SHORT EXERCISE A - According to the OpenXML filter page, what is the default setting for Clean Tags Aggressively?

SELECTED EXCERPT -
>> BEGIN
OpenXML Filter

From Okapi Framework
Jump to navigation Jump to search

Overview

This filter allows you to process the different types of documents of the Microsoft Office suite from 2007 and later, such as DOCX (text documents), XLSX (spreadsheets) and PPTX (presentations). These documents are based on the OpenXML format, opposed to the binary formats used by pre-2007 versions of Office.

Parameters

The filter parameters are divided into General Options, which apply to all formats, and format-specific options.

General Options

Translate Document Properties
When checked, exposes the following document properties for translation: title, subject, creator, description, category, keywords, content status. Default: on.
Translate Comments
When checked, exposes document comments for translation. Default: on.
Clean Tags Aggressively
When checked, strips additional formatting tags related to text spacing. This is meant to improve filtering in cases where Office documents were converted from other formats (in particular, PDF), and imperfect conversion added a lot of extra formatting noise. Default: off.
>> END
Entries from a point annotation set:
>> BEGIN
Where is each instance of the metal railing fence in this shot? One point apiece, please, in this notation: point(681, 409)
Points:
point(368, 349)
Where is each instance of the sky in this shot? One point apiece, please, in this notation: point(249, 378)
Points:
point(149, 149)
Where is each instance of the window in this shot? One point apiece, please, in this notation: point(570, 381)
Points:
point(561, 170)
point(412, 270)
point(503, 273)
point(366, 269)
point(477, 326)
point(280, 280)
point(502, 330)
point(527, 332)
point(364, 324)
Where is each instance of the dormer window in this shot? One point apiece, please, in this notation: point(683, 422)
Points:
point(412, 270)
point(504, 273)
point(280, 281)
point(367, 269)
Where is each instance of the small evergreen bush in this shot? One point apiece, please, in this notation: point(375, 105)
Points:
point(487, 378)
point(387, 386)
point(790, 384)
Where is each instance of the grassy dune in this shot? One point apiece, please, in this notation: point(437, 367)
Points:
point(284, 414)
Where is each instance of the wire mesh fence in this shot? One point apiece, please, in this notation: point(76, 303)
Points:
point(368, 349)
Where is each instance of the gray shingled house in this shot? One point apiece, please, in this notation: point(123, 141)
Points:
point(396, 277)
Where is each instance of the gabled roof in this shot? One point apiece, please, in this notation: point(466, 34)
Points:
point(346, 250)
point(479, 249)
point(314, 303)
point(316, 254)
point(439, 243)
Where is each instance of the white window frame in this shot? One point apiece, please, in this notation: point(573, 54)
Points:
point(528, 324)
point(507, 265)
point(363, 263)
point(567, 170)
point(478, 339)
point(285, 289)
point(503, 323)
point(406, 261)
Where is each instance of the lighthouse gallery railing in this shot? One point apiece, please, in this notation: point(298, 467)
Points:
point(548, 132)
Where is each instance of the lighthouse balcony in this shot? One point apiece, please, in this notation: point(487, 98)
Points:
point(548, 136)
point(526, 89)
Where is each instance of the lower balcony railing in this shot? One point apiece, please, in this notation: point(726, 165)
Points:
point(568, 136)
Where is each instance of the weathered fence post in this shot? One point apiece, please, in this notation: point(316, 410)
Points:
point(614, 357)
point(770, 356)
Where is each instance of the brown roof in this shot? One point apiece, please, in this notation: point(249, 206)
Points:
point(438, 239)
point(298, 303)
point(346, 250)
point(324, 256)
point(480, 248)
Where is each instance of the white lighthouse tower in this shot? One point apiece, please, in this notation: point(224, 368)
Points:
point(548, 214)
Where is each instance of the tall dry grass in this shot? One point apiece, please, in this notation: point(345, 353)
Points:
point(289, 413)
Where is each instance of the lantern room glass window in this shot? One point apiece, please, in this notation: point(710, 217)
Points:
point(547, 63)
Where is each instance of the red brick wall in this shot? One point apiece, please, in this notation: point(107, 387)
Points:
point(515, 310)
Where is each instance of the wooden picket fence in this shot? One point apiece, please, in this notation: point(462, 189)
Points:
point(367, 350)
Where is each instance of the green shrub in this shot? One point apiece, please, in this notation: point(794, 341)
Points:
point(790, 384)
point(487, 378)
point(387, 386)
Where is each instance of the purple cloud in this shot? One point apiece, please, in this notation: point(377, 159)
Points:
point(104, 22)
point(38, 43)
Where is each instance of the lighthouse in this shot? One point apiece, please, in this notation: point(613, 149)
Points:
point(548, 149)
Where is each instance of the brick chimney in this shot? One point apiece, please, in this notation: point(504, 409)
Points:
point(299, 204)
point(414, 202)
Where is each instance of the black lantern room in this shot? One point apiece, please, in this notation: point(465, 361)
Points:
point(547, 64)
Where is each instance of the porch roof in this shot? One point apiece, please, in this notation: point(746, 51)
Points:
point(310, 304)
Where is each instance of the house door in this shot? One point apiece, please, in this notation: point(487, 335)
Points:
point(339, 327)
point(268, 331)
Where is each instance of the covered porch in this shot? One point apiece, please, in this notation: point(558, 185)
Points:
>> END
SHORT EXERCISE B - From the records, copy the lines from the one containing "Where is each instance of the black" through the one containing "point(310, 304)", with both of those lines included.

EXERCISE RESPONSE A - Off.

EXERCISE RESPONSE B -
Where is each instance of the black lantern room in this shot? One point apiece, please, in this notation: point(465, 361)
Points:
point(547, 64)
Where is each instance of the porch roof in this shot? One point apiece, please, in this notation: point(746, 51)
Points:
point(310, 304)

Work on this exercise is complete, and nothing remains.